Records from a collection:
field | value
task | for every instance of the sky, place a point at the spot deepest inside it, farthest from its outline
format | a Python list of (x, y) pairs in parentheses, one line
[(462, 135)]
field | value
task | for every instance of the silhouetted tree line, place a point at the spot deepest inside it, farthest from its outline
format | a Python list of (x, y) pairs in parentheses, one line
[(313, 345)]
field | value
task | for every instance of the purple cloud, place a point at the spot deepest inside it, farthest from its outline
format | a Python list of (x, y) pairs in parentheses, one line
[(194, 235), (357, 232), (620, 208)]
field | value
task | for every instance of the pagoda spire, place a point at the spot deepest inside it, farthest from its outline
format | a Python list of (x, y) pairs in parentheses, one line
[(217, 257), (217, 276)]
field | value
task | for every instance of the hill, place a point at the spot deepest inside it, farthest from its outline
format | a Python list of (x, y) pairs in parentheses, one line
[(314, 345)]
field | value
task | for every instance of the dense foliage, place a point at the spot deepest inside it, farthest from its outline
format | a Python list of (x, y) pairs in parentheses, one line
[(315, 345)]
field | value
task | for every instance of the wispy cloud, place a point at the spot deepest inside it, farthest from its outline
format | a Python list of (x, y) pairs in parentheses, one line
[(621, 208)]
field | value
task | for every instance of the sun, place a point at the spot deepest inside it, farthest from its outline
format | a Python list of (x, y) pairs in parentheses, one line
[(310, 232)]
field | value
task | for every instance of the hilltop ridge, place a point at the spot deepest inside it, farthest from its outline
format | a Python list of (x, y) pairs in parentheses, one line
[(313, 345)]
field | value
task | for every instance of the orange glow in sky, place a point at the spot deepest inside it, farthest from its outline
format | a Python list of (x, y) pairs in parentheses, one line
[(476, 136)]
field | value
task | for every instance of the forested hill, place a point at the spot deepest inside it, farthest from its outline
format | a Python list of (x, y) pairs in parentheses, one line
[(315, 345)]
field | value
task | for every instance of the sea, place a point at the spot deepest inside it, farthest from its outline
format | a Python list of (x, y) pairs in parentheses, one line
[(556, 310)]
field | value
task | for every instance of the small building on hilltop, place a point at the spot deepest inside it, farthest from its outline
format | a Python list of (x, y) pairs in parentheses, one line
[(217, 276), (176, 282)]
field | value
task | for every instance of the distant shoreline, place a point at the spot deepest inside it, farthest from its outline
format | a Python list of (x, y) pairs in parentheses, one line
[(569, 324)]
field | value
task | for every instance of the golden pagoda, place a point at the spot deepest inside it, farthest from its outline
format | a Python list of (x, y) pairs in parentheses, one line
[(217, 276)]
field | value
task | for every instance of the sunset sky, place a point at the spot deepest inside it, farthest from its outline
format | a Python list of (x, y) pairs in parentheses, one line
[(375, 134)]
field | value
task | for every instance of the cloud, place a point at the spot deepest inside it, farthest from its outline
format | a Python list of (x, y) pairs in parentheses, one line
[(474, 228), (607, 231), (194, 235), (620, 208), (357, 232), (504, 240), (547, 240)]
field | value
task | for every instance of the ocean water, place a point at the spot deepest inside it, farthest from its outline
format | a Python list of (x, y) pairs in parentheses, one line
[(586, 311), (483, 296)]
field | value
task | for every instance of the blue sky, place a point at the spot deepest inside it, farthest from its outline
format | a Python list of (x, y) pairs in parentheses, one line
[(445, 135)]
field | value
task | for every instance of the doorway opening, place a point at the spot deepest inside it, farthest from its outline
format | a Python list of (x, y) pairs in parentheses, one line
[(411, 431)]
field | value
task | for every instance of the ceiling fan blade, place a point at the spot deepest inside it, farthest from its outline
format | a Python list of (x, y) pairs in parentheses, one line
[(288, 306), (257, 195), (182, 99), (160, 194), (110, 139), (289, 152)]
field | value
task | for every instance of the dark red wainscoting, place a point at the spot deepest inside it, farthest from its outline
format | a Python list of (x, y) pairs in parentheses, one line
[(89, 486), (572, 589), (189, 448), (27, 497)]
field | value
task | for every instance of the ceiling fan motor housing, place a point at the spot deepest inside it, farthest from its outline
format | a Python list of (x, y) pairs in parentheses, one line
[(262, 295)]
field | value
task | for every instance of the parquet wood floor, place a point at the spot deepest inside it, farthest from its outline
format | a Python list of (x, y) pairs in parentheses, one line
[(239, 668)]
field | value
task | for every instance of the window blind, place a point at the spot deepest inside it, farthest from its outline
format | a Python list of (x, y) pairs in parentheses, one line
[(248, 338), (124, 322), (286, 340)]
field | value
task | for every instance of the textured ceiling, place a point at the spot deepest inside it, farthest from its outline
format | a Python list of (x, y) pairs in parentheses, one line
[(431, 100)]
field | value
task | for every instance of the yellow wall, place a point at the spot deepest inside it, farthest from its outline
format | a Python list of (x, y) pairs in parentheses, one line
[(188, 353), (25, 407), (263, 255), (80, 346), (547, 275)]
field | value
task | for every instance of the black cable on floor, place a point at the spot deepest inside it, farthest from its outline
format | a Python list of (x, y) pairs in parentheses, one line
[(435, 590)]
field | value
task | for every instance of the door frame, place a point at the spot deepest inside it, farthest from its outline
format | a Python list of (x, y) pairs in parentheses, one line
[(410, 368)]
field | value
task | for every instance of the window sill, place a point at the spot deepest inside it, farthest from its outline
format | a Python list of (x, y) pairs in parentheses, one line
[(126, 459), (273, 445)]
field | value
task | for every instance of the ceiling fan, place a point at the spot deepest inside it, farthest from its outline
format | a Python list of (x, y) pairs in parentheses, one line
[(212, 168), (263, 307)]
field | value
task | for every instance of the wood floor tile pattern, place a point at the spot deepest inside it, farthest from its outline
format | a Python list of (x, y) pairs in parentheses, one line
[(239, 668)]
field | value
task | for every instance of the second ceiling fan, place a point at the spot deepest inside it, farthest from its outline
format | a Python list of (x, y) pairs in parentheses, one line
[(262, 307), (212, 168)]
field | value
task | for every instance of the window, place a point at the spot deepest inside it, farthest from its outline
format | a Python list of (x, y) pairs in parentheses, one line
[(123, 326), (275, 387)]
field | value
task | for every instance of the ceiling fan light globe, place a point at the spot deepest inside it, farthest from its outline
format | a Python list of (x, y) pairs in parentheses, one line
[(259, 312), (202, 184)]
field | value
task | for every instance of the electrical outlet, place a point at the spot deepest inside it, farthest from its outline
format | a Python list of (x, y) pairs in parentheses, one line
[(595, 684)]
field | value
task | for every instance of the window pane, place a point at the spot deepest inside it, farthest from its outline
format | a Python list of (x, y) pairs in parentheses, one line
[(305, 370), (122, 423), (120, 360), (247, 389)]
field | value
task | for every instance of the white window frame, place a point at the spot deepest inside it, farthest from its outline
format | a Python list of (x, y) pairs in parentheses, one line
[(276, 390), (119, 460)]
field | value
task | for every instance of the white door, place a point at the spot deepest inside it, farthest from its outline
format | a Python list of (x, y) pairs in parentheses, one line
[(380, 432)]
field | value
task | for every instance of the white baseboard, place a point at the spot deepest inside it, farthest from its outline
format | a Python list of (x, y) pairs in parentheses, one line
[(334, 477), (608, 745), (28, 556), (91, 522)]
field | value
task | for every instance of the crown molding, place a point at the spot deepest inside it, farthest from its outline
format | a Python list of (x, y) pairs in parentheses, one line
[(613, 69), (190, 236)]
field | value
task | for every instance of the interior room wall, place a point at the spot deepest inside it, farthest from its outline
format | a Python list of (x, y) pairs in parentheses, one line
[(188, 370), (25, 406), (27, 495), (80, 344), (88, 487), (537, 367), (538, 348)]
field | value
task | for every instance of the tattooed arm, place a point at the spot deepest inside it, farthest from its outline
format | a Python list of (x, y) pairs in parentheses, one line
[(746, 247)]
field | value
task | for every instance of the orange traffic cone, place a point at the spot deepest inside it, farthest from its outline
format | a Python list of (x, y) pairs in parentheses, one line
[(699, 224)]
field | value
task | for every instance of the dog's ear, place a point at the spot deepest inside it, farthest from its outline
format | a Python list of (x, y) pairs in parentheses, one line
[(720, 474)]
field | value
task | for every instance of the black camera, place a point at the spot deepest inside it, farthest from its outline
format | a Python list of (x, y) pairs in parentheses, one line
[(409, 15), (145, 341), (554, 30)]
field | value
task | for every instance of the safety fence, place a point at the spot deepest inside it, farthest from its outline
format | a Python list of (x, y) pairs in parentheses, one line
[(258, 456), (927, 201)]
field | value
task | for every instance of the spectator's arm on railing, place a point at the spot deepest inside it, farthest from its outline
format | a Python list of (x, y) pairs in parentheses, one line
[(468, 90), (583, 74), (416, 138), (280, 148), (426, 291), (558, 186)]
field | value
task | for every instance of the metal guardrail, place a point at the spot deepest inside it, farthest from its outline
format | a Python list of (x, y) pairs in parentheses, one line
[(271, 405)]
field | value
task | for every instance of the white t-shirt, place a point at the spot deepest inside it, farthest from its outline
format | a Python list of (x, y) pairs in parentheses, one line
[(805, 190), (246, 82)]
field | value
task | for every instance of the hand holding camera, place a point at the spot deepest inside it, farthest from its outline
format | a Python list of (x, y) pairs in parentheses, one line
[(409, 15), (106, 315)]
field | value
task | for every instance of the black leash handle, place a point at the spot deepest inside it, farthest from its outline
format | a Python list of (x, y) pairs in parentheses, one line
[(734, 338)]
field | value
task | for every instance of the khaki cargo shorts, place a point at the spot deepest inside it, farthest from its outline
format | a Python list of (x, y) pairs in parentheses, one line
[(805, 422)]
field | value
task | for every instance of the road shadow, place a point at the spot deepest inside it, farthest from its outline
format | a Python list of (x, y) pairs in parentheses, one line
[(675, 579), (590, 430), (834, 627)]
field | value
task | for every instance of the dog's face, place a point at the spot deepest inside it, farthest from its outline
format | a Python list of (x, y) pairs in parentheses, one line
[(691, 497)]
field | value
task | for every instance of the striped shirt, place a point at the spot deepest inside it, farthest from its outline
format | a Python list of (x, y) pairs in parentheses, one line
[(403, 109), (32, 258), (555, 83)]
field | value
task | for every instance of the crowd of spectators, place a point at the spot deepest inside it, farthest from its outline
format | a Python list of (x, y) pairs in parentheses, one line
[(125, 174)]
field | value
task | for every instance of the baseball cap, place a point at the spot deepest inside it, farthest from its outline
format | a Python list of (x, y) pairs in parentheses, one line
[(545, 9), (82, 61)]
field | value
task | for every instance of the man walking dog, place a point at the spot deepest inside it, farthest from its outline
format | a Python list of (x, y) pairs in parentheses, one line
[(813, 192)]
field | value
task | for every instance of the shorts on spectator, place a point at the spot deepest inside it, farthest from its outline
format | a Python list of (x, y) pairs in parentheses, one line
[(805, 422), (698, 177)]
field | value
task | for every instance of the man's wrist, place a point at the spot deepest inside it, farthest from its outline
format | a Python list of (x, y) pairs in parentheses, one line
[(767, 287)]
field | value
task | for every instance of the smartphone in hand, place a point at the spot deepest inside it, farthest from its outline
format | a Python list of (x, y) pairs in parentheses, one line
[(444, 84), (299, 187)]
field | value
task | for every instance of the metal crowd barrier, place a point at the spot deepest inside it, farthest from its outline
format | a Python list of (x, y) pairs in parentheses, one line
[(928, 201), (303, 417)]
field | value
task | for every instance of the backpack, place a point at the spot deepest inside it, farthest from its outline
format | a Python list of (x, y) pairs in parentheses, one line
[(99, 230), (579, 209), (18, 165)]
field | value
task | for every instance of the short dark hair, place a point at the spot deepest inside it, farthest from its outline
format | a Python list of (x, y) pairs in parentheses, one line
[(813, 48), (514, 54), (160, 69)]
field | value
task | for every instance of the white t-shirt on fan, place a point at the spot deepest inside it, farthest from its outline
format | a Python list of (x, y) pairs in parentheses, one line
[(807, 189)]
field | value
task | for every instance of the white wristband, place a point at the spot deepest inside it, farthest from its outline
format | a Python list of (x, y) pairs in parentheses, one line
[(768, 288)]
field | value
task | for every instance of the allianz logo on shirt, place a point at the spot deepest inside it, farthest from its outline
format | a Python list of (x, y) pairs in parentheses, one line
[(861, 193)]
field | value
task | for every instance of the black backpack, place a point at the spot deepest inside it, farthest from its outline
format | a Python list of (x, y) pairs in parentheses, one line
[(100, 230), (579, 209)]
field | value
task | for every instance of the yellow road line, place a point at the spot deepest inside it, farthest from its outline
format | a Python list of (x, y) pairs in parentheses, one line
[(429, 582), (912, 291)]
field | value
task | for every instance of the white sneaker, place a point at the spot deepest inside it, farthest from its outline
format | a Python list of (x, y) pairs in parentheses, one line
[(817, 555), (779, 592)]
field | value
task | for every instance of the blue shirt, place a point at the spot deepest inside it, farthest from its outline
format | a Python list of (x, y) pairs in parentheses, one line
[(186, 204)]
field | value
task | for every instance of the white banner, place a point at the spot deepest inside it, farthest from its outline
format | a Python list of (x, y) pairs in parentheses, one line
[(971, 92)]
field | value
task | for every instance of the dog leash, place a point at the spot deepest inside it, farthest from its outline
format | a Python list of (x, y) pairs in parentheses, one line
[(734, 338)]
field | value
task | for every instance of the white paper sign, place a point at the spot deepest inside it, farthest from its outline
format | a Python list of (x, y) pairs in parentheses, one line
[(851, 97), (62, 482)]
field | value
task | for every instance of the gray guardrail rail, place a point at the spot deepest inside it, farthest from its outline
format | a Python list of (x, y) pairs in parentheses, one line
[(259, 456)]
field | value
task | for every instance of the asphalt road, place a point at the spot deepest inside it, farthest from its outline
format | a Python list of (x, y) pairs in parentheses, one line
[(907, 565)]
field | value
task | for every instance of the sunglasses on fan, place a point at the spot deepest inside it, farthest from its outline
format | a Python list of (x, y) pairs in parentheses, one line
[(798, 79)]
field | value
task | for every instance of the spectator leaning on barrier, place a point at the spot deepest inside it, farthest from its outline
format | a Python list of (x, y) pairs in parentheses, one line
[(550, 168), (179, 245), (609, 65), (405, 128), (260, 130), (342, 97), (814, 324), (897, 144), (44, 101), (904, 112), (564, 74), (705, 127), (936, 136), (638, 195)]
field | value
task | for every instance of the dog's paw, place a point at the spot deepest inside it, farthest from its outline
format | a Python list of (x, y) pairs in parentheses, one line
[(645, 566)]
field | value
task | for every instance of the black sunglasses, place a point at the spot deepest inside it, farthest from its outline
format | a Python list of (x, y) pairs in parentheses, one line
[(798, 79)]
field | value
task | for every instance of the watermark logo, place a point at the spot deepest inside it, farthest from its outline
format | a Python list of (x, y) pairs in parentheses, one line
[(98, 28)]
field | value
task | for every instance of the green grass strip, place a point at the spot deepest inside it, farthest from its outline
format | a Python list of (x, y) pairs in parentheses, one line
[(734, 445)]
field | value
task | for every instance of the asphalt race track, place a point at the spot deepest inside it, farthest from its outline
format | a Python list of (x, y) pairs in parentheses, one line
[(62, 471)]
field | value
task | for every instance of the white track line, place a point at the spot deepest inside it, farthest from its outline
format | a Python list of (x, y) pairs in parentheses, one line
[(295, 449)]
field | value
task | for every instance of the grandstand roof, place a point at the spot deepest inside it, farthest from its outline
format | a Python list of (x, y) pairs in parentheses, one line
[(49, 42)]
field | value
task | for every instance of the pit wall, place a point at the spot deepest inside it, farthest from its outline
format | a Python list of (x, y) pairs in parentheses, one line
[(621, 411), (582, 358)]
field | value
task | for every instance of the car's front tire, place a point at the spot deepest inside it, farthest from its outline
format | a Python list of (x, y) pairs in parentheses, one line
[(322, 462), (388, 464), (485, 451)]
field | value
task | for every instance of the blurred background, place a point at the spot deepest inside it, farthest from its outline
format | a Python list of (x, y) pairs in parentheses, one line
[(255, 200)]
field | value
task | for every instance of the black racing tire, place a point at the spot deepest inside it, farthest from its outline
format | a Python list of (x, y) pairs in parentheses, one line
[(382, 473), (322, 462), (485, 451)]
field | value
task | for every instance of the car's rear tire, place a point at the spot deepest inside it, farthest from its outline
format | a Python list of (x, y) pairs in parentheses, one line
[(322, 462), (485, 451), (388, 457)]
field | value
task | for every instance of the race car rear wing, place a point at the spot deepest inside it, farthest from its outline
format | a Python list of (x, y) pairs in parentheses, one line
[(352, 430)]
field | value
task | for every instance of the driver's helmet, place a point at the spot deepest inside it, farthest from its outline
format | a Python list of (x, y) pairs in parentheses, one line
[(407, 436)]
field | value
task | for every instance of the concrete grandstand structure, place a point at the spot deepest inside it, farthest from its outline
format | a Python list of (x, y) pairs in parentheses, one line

Required work
Reproduce verbatim the entries from the very beginning through the line containing "[(462, 135)]", including that line.

The answer
field | value
task | for every instance of the sky, place a point at the spot deepest inside it, farthest from its outline
format | a Python list of (x, y) pairs in parentheses, one line
[(462, 135)]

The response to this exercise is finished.